Labeled area outline entries
+++

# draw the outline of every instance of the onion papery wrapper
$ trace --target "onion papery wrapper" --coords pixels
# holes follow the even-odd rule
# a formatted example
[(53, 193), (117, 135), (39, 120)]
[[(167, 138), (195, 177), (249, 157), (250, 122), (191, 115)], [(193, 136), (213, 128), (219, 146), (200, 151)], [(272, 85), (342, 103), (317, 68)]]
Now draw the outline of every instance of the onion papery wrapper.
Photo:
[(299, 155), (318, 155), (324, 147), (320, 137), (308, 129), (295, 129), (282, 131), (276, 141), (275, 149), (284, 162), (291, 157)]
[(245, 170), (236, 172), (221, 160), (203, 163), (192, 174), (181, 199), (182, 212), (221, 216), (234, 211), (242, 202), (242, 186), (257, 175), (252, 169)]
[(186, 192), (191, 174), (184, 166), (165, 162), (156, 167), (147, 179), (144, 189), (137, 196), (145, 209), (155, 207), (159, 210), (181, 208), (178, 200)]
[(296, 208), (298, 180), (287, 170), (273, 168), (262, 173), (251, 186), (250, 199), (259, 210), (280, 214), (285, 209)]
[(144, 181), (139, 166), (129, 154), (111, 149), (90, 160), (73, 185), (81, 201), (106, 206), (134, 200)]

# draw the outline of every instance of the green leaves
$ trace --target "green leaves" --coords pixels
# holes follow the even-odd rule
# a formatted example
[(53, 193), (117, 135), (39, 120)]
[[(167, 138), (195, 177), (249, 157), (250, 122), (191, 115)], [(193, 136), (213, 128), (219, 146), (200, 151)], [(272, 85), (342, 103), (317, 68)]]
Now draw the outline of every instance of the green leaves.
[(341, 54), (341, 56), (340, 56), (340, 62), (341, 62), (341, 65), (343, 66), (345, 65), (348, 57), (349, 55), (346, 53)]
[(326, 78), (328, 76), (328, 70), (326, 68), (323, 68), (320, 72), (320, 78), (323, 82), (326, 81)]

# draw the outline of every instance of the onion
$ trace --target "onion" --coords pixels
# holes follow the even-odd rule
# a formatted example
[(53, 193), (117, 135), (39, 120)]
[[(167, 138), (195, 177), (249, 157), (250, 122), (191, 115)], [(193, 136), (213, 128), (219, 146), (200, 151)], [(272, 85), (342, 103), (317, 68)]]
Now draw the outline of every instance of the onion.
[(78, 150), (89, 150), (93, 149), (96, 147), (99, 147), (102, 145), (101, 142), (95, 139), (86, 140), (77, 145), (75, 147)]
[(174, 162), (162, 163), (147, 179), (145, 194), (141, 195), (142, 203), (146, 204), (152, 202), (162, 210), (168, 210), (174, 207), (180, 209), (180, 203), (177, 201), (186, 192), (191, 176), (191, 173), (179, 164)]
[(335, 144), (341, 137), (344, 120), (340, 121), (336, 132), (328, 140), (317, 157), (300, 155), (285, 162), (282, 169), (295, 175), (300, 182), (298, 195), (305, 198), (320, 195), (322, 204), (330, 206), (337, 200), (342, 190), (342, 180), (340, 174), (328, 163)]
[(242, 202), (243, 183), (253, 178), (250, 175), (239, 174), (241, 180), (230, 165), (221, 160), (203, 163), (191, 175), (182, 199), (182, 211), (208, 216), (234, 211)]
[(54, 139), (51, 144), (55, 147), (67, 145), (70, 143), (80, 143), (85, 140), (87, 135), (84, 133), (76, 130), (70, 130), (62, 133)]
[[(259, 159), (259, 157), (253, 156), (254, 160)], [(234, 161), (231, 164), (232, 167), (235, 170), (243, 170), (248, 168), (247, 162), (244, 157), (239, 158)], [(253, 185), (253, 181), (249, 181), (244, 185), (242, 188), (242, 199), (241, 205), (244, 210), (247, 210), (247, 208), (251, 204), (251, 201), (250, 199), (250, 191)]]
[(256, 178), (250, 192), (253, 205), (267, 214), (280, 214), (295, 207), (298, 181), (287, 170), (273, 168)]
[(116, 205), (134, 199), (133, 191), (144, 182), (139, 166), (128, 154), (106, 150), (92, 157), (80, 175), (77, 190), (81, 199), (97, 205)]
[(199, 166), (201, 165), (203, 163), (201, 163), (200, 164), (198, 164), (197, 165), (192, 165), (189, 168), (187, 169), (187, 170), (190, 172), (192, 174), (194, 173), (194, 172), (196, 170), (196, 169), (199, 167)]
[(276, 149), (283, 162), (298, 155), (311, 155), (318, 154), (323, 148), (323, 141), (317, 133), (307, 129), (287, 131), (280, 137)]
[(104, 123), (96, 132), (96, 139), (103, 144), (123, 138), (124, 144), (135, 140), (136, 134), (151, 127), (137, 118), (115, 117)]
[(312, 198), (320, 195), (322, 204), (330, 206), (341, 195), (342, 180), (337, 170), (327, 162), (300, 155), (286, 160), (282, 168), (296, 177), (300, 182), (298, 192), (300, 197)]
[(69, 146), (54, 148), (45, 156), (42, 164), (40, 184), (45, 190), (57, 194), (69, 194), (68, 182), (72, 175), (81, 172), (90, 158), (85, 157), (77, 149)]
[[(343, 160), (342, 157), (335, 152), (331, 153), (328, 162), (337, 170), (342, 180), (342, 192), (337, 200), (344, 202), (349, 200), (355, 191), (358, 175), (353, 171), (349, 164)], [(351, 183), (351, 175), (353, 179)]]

+++

WHAT IS BEING ASKED: Copy out the entries from the very first line through the line that contains "162), (291, 157)]", requests included. Shift every coordinate in the answer outlines by -58.

OUTPUT FOR THIS TASK:
# draw the outline of every instance of the onion papery wrapper
$ trace --target "onion papery wrapper" --coords pixels
# holes follow the even-odd rule
# a formatted example
[(53, 193), (117, 135), (39, 120)]
[[(167, 138), (195, 177), (249, 157), (250, 122), (191, 115)], [(193, 136), (213, 128), (219, 146), (200, 151)], [(272, 85), (342, 103), (317, 68)]]
Now draw the outline of every instance of the onion papery wrapper.
Photo:
[(241, 97), (260, 97), (266, 89), (262, 79), (250, 71), (237, 71), (224, 73), (218, 83), (217, 91), (226, 104), (233, 99)]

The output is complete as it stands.